───── Information shown

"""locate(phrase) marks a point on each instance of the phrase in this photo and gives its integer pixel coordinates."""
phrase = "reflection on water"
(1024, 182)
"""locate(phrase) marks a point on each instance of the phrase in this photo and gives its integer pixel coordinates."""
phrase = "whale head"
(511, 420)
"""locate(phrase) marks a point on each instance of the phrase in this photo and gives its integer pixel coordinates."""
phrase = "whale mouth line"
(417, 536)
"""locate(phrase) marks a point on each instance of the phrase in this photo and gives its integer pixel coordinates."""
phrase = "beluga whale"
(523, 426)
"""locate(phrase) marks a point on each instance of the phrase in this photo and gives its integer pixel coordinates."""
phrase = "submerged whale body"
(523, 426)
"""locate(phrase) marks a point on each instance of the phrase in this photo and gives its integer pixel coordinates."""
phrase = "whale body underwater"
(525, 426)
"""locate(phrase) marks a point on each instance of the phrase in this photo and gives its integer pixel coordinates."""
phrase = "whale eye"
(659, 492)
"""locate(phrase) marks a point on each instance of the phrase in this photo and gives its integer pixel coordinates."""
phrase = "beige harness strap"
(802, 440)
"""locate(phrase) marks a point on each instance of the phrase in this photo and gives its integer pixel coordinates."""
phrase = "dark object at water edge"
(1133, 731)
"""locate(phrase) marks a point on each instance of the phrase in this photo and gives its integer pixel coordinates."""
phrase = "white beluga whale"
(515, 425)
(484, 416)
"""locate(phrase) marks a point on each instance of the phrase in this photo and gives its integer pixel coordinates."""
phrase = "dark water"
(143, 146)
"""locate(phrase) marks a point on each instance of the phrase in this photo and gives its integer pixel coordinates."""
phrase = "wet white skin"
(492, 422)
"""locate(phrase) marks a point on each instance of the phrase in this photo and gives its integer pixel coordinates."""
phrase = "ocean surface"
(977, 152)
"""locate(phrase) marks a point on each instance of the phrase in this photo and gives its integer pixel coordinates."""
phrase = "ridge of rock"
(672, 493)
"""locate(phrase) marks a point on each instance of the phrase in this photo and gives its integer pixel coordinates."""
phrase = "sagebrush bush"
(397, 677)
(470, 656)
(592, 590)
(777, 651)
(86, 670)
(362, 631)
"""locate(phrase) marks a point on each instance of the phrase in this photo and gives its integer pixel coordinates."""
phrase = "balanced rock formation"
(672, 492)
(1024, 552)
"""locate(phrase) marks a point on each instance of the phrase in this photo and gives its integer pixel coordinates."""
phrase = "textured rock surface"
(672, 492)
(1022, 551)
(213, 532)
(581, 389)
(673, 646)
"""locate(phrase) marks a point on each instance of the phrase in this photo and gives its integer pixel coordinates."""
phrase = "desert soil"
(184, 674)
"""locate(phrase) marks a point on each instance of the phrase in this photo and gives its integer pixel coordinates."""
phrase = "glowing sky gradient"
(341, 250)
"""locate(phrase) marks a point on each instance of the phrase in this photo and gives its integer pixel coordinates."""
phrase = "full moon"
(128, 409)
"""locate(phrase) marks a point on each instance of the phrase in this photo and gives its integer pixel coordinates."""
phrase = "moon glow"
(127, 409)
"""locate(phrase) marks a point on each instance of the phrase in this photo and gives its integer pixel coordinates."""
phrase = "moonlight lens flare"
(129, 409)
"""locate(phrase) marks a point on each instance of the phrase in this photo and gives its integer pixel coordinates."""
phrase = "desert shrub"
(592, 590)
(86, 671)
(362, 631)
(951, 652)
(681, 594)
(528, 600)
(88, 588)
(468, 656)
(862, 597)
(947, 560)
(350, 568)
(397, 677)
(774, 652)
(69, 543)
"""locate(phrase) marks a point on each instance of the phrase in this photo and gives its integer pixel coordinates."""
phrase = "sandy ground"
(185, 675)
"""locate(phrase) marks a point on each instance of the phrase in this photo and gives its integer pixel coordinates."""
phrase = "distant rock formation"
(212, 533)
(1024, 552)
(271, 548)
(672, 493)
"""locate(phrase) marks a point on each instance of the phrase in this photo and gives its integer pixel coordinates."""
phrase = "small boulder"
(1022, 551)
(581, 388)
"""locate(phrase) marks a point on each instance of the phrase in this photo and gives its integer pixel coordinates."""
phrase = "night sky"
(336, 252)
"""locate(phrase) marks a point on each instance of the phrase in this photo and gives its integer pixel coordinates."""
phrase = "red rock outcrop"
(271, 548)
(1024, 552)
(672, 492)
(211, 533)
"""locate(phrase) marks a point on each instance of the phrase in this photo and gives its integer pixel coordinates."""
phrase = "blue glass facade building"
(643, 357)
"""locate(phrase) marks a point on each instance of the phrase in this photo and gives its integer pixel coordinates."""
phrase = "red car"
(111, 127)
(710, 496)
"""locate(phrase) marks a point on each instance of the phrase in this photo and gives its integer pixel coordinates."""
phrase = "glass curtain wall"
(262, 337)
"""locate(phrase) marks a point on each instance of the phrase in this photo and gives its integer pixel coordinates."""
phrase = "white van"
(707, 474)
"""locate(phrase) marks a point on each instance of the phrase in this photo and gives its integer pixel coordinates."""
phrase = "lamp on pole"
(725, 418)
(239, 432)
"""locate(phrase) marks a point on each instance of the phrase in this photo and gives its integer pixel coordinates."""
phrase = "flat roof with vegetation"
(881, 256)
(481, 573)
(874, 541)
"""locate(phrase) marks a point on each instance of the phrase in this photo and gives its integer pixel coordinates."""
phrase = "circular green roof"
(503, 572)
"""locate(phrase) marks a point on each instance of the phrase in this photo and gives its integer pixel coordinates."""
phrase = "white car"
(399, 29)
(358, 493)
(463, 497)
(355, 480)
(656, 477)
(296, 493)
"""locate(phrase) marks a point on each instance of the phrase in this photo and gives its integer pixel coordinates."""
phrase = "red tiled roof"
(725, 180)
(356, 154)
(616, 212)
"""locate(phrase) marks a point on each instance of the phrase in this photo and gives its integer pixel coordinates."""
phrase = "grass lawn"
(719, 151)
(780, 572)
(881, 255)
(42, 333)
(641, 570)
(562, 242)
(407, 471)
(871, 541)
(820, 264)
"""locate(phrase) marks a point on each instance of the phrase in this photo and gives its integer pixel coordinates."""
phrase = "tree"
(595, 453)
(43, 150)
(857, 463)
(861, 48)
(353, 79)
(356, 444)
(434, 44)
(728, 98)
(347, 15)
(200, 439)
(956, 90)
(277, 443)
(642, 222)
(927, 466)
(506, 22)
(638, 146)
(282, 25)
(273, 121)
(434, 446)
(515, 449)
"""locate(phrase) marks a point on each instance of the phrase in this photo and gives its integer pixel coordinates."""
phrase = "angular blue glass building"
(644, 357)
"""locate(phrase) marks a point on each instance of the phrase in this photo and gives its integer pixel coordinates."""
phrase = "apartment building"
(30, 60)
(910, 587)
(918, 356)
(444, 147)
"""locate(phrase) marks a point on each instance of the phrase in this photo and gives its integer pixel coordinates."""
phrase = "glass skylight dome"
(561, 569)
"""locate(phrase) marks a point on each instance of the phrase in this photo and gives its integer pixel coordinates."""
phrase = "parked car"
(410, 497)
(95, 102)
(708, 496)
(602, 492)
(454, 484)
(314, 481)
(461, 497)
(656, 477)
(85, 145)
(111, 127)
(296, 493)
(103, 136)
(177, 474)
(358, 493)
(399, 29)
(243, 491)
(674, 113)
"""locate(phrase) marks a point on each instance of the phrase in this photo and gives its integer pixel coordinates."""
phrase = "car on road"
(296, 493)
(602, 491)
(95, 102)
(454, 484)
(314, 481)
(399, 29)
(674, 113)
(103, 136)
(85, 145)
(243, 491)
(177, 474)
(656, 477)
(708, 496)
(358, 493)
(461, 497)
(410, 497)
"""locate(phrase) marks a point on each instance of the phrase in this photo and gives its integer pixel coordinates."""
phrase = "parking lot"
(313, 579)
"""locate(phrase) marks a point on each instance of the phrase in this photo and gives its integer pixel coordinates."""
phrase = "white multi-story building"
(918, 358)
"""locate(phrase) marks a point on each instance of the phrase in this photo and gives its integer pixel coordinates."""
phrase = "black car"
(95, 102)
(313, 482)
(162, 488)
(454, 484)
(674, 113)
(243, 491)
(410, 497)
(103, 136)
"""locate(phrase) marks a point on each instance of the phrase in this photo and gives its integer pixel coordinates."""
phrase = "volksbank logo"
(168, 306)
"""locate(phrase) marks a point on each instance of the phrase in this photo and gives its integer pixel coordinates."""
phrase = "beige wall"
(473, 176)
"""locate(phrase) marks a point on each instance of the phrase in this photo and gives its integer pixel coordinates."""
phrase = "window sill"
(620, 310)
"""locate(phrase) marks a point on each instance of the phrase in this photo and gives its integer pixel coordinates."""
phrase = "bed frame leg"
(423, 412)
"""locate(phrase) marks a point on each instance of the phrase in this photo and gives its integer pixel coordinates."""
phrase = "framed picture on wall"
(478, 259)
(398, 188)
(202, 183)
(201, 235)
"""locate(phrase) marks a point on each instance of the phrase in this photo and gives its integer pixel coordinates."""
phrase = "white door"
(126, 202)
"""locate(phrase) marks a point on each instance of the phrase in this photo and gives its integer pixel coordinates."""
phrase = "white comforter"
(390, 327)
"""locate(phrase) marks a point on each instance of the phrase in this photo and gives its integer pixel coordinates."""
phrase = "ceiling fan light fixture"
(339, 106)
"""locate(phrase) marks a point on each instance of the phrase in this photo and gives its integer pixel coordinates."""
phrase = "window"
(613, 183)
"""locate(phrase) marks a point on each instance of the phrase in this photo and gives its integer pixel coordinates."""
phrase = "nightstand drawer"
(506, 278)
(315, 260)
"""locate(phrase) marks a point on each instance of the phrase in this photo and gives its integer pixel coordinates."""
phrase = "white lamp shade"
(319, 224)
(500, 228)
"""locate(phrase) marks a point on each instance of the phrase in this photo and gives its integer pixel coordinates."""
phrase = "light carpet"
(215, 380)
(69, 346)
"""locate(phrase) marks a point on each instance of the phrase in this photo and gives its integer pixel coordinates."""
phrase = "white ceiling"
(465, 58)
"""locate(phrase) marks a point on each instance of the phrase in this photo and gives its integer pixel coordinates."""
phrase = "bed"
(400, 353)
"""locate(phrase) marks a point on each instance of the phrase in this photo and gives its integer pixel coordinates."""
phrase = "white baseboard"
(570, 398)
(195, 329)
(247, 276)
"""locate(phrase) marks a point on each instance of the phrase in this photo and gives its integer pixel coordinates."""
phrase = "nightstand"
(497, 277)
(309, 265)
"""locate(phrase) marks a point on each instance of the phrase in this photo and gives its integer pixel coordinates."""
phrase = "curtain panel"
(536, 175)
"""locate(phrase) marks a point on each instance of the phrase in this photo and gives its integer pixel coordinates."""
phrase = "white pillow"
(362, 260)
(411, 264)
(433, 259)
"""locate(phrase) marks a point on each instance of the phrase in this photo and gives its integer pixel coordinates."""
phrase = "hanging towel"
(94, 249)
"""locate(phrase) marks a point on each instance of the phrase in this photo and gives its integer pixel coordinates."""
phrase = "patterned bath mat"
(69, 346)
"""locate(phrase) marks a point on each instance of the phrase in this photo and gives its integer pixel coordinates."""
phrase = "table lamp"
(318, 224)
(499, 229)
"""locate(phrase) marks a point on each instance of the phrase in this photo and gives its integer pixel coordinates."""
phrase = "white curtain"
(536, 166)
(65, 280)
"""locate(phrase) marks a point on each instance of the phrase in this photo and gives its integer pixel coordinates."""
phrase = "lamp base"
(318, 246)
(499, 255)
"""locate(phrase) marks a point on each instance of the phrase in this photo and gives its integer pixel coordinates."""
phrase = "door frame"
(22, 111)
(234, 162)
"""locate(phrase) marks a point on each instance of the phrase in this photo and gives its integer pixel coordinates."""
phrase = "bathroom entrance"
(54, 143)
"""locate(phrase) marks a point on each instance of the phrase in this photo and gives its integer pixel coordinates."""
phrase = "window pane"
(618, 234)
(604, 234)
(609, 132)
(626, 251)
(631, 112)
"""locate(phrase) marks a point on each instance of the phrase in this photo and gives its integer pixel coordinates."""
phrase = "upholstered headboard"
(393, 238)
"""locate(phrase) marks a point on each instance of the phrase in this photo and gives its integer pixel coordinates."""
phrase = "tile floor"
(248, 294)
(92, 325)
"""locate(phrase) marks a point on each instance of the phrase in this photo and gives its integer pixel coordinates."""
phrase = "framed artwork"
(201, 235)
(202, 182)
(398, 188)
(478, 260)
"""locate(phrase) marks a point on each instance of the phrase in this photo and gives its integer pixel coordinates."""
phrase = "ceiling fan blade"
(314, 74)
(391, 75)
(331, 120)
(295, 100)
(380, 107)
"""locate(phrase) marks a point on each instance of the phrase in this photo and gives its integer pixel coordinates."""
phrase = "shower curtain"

──────────

[Short task] Count the lines in the records above that contain the string "glass" and reply with the number alone.

[Answer to the exercise] 4